**EXERCISE**
Your reply should reproduce all the data below exactly while excluding the pictures.
· · · · · · ·
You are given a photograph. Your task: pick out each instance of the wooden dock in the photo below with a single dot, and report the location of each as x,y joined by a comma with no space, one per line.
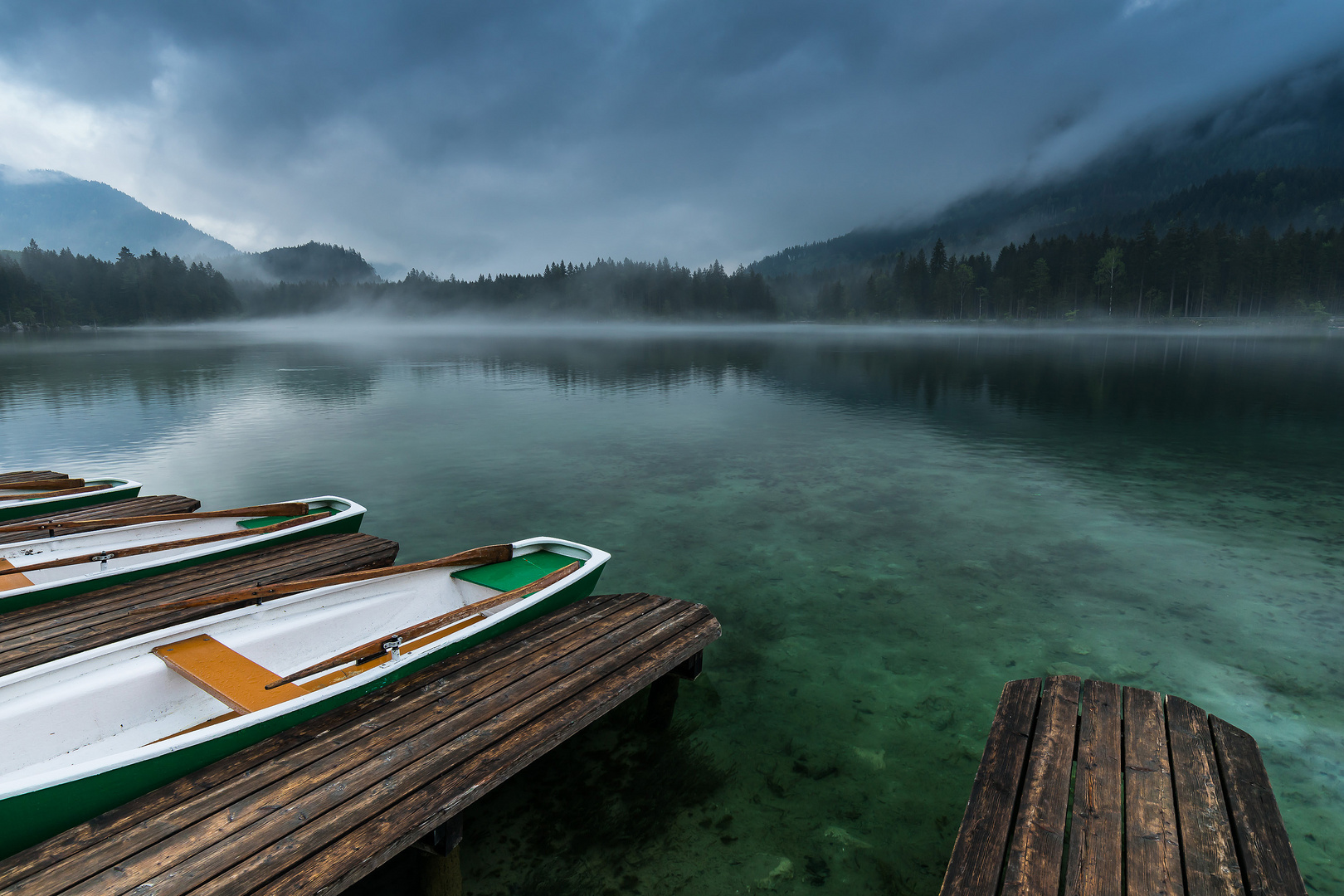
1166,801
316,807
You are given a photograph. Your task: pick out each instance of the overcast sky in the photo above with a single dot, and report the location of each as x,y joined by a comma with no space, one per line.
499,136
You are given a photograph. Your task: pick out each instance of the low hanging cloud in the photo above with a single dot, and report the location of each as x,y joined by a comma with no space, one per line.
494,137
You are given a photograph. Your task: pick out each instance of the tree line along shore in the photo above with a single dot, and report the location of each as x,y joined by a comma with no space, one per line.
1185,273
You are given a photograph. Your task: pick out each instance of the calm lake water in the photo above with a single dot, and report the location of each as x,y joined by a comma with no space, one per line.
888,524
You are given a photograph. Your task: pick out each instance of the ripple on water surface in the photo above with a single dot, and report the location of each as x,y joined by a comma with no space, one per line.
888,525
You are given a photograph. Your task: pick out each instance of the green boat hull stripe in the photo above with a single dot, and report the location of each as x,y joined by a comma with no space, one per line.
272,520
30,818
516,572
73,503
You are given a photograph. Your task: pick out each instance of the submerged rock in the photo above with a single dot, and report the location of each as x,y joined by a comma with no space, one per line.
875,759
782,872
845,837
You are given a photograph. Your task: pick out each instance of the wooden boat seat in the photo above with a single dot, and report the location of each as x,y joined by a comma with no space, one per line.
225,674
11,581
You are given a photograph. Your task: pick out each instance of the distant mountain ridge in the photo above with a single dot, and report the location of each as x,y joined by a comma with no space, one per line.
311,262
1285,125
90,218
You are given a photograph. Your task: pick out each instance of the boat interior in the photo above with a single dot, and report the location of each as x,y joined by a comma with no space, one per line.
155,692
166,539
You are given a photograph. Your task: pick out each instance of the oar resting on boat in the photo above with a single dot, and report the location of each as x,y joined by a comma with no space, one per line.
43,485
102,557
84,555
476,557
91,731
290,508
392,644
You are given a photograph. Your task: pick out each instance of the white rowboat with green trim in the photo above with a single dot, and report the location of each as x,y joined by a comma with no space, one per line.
· · · · · · ·
**ANSWER AREA**
You are given a photograph. Your task: pick out each instance of the wooden dock in the photo below with a single dot, and report the location of each as x,y joined by a comma with no space, one per line.
1166,801
316,807
You are given a photograph. Your task: pick out each instance of the overcast sky in the photo above with a single dot, and report the location of each as x,y joined by a comma with no space, one per line.
499,136
You are given a photograph. Your task: pick out each instance of the low hanging cloud in the photo above with a single dot, and report the location of each as x,y joined by a comma with no space, one per line.
494,137
You are given a photograph. Your task: pick out each instance of the tree line along shore in the photo above with a single dot, and report the location of each as x,y joined by a comma with no space, one per line.
1185,273
You are given a photograph. Your task: pick out each instance of the calm lake water in the photo above with a single dot, and report the location of each as x,y joined by a comma with no space, one per line.
888,524
You are given a photograph. Your task: pick out each instance of the ripple on water surface in the photo above with a single dot, and report the location of each as x,y joined by a comma with no space, one per line.
888,525
You are given a photograph. Your task: pick out each instance of the green boat hull stripe in the photo above with a single dot, and report the location of each as x,y joined by a comma with no space, one per line.
272,520
30,818
516,572
73,503
You are given a photograph. Your task: pick out each instance of the submerged rock in the photo above with a single dot, and report the location of each as x,y joined by a comma with no space, one per line.
875,759
782,872
845,837
You are given a photograph. Your task: pick out each instance of the wooden boat seat in the photo above with a single dot, and report the location of each as x,y joined by a comma with no space, one per line.
225,674
11,581
You are given a photograph. Your task: pick out each instance of the distant mountain ridge in the photo above with a single dot, and report the location of each as x,y joined by a comma with no space, one per line.
311,262
1285,125
90,218
You are given a photograph. Your task: pick out each instance of the boat interior in the photo above with a single dot, and report the location of each as x,y joined by a comma with no space, one per line.
155,692
166,539
You are given a photograph. Your task: pick out each instance of the oar resting on boat in the photo above with a single dot, and report the location of each as x,y joined by a comma with no space, one per line.
43,485
102,557
84,555
476,557
91,731
290,508
392,644
You are given a photograph. Your task: pick out each instance of the white rowboat with green trim in the photo above with a single dot, and report the location of each as x,y joined by a comma with no space, one per line.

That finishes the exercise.